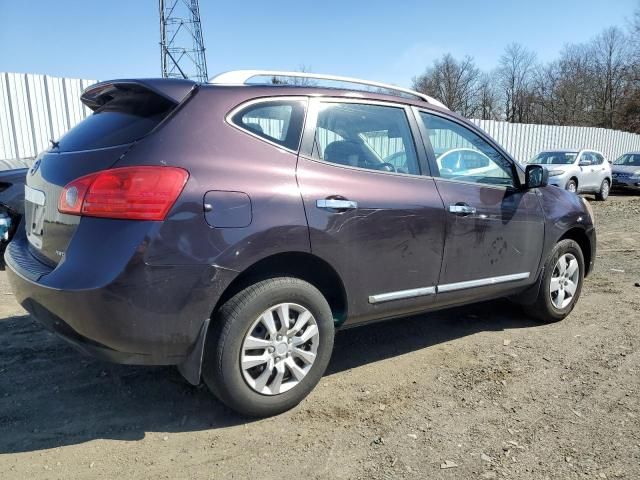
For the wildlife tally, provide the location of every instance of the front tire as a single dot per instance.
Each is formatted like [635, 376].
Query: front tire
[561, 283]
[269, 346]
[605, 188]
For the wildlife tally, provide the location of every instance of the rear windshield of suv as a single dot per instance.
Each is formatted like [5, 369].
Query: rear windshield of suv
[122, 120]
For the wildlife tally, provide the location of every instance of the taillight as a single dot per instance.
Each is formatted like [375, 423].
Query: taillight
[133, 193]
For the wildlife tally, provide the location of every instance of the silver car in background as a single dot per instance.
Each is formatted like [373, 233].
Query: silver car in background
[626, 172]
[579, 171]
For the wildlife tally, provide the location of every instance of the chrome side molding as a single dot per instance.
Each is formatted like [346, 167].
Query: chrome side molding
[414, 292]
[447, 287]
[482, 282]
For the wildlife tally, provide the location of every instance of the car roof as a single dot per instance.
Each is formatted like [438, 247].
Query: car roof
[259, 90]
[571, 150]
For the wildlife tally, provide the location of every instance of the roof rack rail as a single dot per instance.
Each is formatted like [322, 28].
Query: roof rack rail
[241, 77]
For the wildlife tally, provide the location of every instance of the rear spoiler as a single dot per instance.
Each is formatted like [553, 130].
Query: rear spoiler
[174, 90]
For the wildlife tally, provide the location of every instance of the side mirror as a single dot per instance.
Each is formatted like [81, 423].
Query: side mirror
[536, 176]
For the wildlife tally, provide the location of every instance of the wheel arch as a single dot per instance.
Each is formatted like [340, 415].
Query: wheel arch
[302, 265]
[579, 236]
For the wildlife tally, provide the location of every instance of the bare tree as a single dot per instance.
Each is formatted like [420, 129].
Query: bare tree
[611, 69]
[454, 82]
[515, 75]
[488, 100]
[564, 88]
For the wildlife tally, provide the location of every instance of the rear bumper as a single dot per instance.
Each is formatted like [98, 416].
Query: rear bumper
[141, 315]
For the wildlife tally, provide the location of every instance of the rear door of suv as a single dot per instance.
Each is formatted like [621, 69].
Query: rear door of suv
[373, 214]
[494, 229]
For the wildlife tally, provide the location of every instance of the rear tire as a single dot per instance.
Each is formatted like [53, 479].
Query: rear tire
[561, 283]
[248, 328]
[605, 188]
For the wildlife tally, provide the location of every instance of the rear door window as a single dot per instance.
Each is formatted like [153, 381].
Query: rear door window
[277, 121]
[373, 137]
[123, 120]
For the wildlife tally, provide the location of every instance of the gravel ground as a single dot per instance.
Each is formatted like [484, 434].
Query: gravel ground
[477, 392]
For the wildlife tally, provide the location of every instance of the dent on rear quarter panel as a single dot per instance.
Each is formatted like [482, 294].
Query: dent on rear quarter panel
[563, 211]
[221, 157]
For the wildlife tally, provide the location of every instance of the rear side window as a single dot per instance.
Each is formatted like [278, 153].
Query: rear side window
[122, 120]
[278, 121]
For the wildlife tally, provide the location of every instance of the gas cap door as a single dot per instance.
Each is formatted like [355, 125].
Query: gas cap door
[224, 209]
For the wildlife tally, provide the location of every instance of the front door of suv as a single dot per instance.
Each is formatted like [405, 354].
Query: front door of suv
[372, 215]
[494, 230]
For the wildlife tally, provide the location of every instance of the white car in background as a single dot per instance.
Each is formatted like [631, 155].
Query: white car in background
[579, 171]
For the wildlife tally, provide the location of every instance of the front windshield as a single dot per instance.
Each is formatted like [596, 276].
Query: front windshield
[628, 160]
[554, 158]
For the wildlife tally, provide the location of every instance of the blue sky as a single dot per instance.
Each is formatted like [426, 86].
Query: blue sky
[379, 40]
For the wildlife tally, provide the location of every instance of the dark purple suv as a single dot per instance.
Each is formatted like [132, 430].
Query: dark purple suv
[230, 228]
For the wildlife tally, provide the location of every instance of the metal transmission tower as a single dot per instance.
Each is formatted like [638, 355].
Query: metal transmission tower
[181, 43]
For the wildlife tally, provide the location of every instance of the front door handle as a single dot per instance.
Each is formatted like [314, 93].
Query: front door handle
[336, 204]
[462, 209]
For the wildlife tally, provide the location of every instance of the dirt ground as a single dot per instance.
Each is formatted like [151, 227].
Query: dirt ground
****
TASK DETAILS: Rewrite the stretch from the line containing "purple suv as a single dot per instance." through the last line of the items as a numbered list, leaving out any blank lines.

EXPECTED ANSWER:
1. For the wildlife tally, provide the location of every instance of the dark purple suv as a single dot per instance.
2. Each is formatted like [132, 430].
3. Query: dark purple suv
4. [230, 228]
5. For the wildlife tally, provide the location of every instance of the metal transmission tower as a single dot per instance.
6. Each is formatted like [638, 355].
7. Query: metal transmission tower
8. [181, 43]
9. For the wildlife tally, provide the location of every instance of the front door handle as a single dot per instance.
10. Each is formatted like [314, 93].
11. Query: front door handle
12. [336, 204]
13. [462, 209]
14. For the wildlife tally, provide the location of every instance of the dirt ground as a single dot per instance.
15. Each is formatted like [151, 227].
16. Query: dirt ground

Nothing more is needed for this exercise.